▶ _Problem statement_
Copy out the data below, swapping "innermost point" for "center point" wherever it appears and keeping everything else the same. Leave the pictures out.
━━━ Input rows
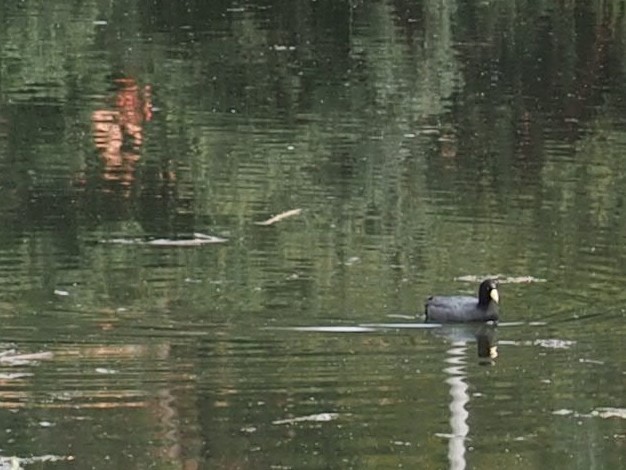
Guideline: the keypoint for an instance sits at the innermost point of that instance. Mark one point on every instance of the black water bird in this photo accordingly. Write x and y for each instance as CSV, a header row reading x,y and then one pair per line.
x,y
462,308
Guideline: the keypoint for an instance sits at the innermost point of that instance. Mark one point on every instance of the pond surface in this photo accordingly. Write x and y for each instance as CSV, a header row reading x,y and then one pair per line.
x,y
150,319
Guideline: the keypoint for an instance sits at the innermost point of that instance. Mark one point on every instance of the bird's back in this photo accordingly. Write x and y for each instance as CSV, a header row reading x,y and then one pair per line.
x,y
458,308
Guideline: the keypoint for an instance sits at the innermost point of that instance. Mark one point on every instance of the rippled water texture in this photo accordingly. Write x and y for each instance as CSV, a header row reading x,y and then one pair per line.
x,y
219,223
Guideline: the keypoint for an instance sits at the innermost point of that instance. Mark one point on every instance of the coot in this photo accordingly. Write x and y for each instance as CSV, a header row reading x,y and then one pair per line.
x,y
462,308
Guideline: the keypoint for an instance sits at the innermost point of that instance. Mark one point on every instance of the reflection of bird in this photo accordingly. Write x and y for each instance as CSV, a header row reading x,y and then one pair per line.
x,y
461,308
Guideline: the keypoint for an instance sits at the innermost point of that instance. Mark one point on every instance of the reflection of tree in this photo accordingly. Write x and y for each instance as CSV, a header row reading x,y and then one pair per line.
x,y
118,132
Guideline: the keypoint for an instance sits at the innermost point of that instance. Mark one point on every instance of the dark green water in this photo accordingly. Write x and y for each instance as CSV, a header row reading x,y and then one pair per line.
━━━━━━
▶ _Correct response_
Guideline: the keypoint for an instance sits at the center point of that instance. Mark one point on every instance of the black water bird in this photo accordingly. Write x and y for each instance as CSV, a header row reading x,y and then one pair per line.
x,y
462,308
Guideline: the keypoint for an instance sits at the center point of that instance. Mark one point on every instance of the pond surface in this photo accordingly. Write x and y for each instance as CSV, a header row reading x,y and then one pair per line.
x,y
150,319
Guideline: the keypoint for an instance sits at the center point of that instance. Mark one point on every instance of the bird's back in this photo accordingly. Write x and y for each instance as CSV, a header row reading x,y and then one pair per line.
x,y
458,308
Guideline: the keypoint for an instance sits at the center point of that instance. Mark one point on every instance of the rippled water texture in this photo accordingly. Write x and y for each instance as CSV, a header row reading x,y and then one pair per line.
x,y
219,223
Guideline: the keypoint for an instance sits at the center point of that instance. Mark one point on every instance of the coot in this photo accordingly. Write x and y for each instance as CSV, a header row reading x,y and then one pair per line.
x,y
462,308
Guideline: the keypoint for an instance sits at the center point of that instance. Mark one point on every instance of the reflection of bird in this photo accordingly. Write x and y for each instance as CSV, a header row reading x,y and then one pair per line.
x,y
461,308
Guideline: the keypoint for an instance sits at the center point of that instance. Mark one point on every instance of the reflection of tree in this photo accordingly. Write x and y for each instance as CSV, a header row reading x,y and then one pair per line.
x,y
118,132
Guideline: the keypoint for an instance sits at the center point of that instance. Mark one point on every instance of the dark green water in this photo accordingly. Write x and y for each instance as CSV, a header row reading x,y and then one pair per line.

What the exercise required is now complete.